*Direction A*. Output the entries exactly as they appear, starting with the line that contains "I would appreciate it if you could identify the wrist" and going on through the final line of the entries.

---------- Document passage

# Data loading (run this before testing kernels)

In [1]:
def get_features_and_outputs_from_simulations(output_name, timestamp):
    """
    Reads the simulation parameter map, fetches Cassandra to obtain the correspoding output for the specified timestamp.
    Splits the data into train/test sets with, returns c3.Dataset for each one of them.
    
    
    Inputs:
    - str output_name: name of the variable in SimulationModelOutput under investigation
    - str timestamp: shape of the timestamp to fetch the timeseries, e.g. "2017-08-19T09:00:00.000"
    
    Returns:
    - c3.Dataset X_train: train set of features
    - c3.Dataset X_test: test set of features
    - c3.Dataset y_train: train set of outputs
    - c3.Dataset y_test: test set of outputs

    """
    import pandas as pd
    from sklearn.model_selection import train_test_split
    
    # fetch simulation parameters
    parameters = c3.SimulationModelParameters.fetch().objs
    parameters = parameters.toJson()
    df = pd.DataFrame(parameters)
    simulations = pd.DataFrame(df['id'])
    X = df[df.columns[5:]]
    
    # define simple metric
    metric_name = "Average_" + output_name + "_SimulationSample" 
    metric_descr = "Calculates average of " + output_name + " for a given set of SimulationSample"

--------------------
---------- Records provided

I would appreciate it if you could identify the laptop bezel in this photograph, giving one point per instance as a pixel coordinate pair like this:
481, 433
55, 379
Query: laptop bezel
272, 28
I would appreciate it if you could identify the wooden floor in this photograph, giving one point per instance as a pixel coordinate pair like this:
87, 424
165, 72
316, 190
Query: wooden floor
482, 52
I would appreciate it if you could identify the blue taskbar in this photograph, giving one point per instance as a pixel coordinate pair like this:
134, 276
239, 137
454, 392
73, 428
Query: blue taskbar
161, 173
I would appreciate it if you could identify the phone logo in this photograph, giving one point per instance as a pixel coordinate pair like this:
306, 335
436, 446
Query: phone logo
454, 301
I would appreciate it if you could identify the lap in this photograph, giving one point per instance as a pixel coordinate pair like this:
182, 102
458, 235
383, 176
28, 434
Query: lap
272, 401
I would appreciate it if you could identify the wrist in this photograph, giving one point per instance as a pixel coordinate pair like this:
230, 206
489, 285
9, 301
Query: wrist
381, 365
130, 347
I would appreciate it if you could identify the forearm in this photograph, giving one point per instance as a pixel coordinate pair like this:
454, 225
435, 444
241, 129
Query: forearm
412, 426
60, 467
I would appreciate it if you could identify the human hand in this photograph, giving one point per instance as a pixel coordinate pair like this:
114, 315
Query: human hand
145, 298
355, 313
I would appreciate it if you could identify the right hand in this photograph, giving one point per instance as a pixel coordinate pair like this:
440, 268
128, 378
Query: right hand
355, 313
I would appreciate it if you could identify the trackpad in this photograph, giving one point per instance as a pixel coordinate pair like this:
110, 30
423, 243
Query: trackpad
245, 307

--------------------

*Direction B*. Rewrite the data-loading code starting with "# fetch simulation" and going on through "simulations = pd.DataFrame(df['id'])", changing every "df" to "params_df".

*Written solution A*.
I would appreciate it if you could identify the wrist in this photograph, giving one point per instance as a pixel coordinate pair like this:
230, 206
489, 285
9, 301
Query: wrist
381, 365
130, 347
I would appreciate it if you could identify the forearm in this photograph, giving one point per instance as a pixel coordinate pair like this:
454, 225
435, 444
241, 129
Query: forearm
412, 426
60, 467
I would appreciate it if you could identify the human hand in this photograph, giving one point per instance as a pixel coordinate pair like this:
114, 315
Query: human hand
145, 298
355, 313
I would appreciate it if you could identify the right hand in this photograph, giving one point per instance as a pixel coordinate pair like this:
440, 268
128, 378
Query: right hand
355, 313
I would appreciate it if you could identify the trackpad in this photograph, giving one point per instance as a pixel coordinate pair like this:
110, 30
423, 243
Query: trackpad
245, 307

*Written solution B*.
# fetch simulation parameters
    parameters = c3.SimulationModelParameters.fetch().objs
    parameters = parameters.toJson()
    params_df = pd.DataFrame(parameters)
    simulations = pd.DataFrame(params_df['id'])